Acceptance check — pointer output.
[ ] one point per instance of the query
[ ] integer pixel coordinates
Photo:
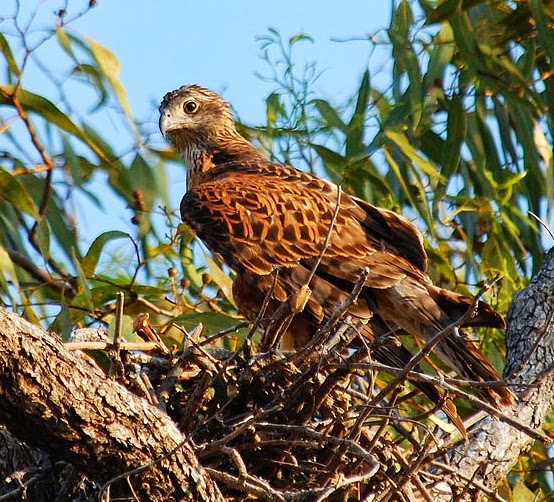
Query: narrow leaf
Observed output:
(16, 194)
(50, 112)
(90, 261)
(6, 50)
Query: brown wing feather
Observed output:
(263, 220)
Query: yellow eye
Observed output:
(190, 106)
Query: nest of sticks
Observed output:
(322, 423)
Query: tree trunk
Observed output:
(61, 402)
(494, 448)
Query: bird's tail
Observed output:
(461, 353)
(387, 350)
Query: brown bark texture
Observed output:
(493, 449)
(62, 402)
(271, 427)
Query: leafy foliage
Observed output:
(459, 139)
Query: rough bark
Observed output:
(492, 451)
(61, 402)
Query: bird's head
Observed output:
(195, 118)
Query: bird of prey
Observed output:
(281, 229)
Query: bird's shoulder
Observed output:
(285, 213)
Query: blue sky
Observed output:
(162, 45)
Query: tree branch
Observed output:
(62, 402)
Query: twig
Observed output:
(116, 365)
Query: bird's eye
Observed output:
(190, 106)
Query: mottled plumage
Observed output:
(263, 217)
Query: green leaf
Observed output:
(111, 68)
(84, 298)
(8, 270)
(330, 115)
(15, 193)
(444, 11)
(220, 278)
(441, 55)
(90, 260)
(50, 112)
(401, 140)
(6, 50)
(355, 134)
(456, 129)
(544, 27)
(43, 236)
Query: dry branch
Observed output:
(273, 426)
(62, 402)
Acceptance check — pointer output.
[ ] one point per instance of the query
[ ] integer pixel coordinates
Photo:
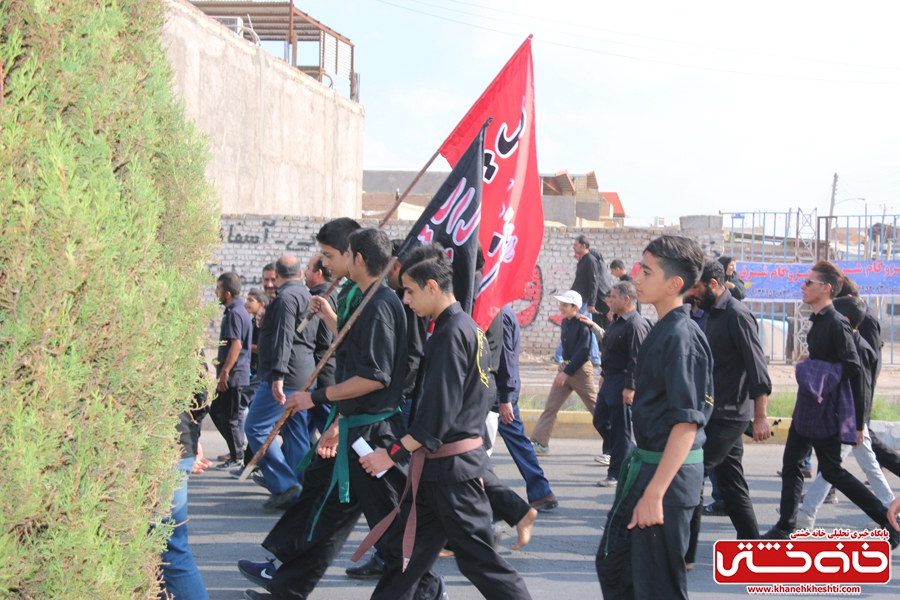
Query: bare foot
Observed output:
(523, 528)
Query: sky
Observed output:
(680, 107)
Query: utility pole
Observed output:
(833, 194)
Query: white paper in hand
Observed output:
(363, 448)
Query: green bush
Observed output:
(106, 221)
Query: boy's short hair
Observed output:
(336, 233)
(429, 262)
(678, 257)
(712, 269)
(849, 288)
(852, 307)
(258, 295)
(374, 246)
(231, 282)
(830, 273)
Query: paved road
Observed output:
(227, 523)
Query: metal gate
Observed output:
(798, 237)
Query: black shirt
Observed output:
(740, 372)
(416, 332)
(870, 330)
(622, 342)
(285, 354)
(575, 337)
(235, 326)
(863, 383)
(456, 396)
(673, 384)
(324, 338)
(830, 339)
(587, 274)
(375, 349)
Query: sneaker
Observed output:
(258, 479)
(259, 573)
(540, 449)
(777, 533)
(805, 520)
(714, 510)
(284, 499)
(230, 464)
(373, 569)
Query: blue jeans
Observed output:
(595, 350)
(522, 451)
(180, 575)
(279, 465)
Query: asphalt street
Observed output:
(227, 523)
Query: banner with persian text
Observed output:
(777, 281)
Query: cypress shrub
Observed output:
(107, 221)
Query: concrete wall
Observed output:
(249, 242)
(281, 142)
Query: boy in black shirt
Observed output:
(447, 450)
(641, 554)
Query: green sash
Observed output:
(341, 473)
(631, 468)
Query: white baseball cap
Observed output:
(570, 297)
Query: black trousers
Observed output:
(886, 456)
(646, 564)
(612, 420)
(828, 453)
(225, 412)
(458, 513)
(723, 453)
(505, 503)
(305, 561)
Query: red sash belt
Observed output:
(416, 463)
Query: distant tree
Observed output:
(106, 221)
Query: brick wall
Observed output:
(250, 241)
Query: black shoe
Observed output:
(373, 569)
(776, 533)
(259, 573)
(714, 509)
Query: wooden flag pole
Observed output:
(386, 218)
(340, 338)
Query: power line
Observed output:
(647, 37)
(644, 47)
(648, 60)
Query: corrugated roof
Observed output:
(613, 199)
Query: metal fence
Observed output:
(798, 237)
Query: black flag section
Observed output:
(451, 219)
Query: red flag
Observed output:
::::
• **Stated exercise**
Please reproduce every entry above word for word, omitting the pictures.

• **Response**
Acceptance check — pointer output.
[ ] one point per instance of the query
[ ] integer pixel coordinates
Photo:
Query: narrow leaf
Observed output:
(16, 194)
(50, 112)
(90, 261)
(6, 50)
Query: brown wing feather
Observed output:
(263, 220)
Query: yellow eye
Observed output:
(190, 106)
Query: nest of sticks
Observed output:
(322, 423)
Query: tree trunk
Observed output:
(61, 402)
(494, 448)
Query: bird's tail
Observed output:
(461, 353)
(387, 350)
Query: brown bark texture
Observed output:
(493, 449)
(62, 402)
(271, 427)
Query: leafy foliage
Observed output:
(459, 139)
Query: rough bark
Observed output:
(492, 451)
(61, 402)
Query: bird's head
Observed output:
(195, 118)
Query: bird of prey
Observed output:
(281, 229)
Query: bird's shoulder
Observed output:
(285, 213)
Query: blue sky
Observed output:
(162, 45)
Query: tree branch
Observed output:
(62, 402)
Query: twig
Observed output:
(116, 365)
Query: bird's eye
Observed output:
(190, 106)
Query: mottled plumage
Observed output:
(263, 217)
Query: green leaf
Observed output:
(111, 68)
(84, 298)
(8, 270)
(330, 115)
(15, 193)
(444, 11)
(220, 278)
(441, 55)
(90, 260)
(50, 112)
(401, 140)
(6, 50)
(355, 134)
(456, 129)
(544, 27)
(43, 236)
Query: dry branch
Observed output:
(273, 426)
(62, 402)
Acceptance check — pointer output.
[ ] one point per instance of the query
[ ] integer pixel coordinates
Photo:
Query: bare foot
Observed output:
(523, 528)
Query: sky
Observed output:
(680, 107)
Query: utility pole
Observed output:
(833, 194)
Query: white paper in hand
Observed output:
(363, 448)
Query: green bush
Observed output:
(106, 221)
Query: boy's short hair
Observed output:
(336, 233)
(429, 262)
(678, 257)
(712, 269)
(849, 288)
(852, 307)
(258, 295)
(374, 246)
(231, 282)
(830, 273)
Query: paved road
Observed output:
(227, 523)
Query: metal gate
Observed output:
(798, 237)
Query: black shirt
Observed output:
(740, 372)
(416, 332)
(870, 330)
(622, 342)
(285, 354)
(575, 337)
(235, 326)
(863, 383)
(456, 396)
(673, 384)
(324, 338)
(830, 339)
(587, 274)
(375, 349)
Query: sneaker
Observed output:
(258, 479)
(259, 573)
(540, 449)
(777, 533)
(805, 520)
(714, 510)
(284, 499)
(230, 464)
(373, 569)
Query: blue jeans
Observed output:
(595, 350)
(522, 451)
(180, 575)
(279, 465)
Query: asphalt street
Observed output:
(227, 523)
Query: banner with persian text
Observed output:
(777, 281)
Query: cypress shrub
Observed output:
(107, 221)
Query: concrete wall
Observed output:
(249, 242)
(281, 142)
Query: boy in black shirt
Observed output:
(447, 450)
(641, 554)
Query: green sash
Observed output:
(341, 473)
(631, 468)
Query: white baseball cap
Observed output:
(570, 297)
Query: black trousers
Observed output:
(886, 456)
(646, 564)
(612, 420)
(828, 453)
(225, 412)
(458, 513)
(723, 453)
(505, 503)
(305, 561)
Query: red sash belt
Observed output:
(416, 463)
Query: distant tree
Observed output:
(106, 221)
Query: brick wall
Observed output:
(250, 241)
Query: black shoe
Observed output:
(373, 569)
(776, 533)
(259, 573)
(714, 509)
Query: wooden flag pole
Observed output:
(386, 218)
(340, 338)
Query: power line
Observed output:
(647, 37)
(644, 47)
(648, 60)
Query: corrugated roof
Observed output:
(613, 199)
Query: metal fence
Observed output:
(798, 237)
Query: black flag section
Observed output:
(451, 219)
Query: red flag
Observed output:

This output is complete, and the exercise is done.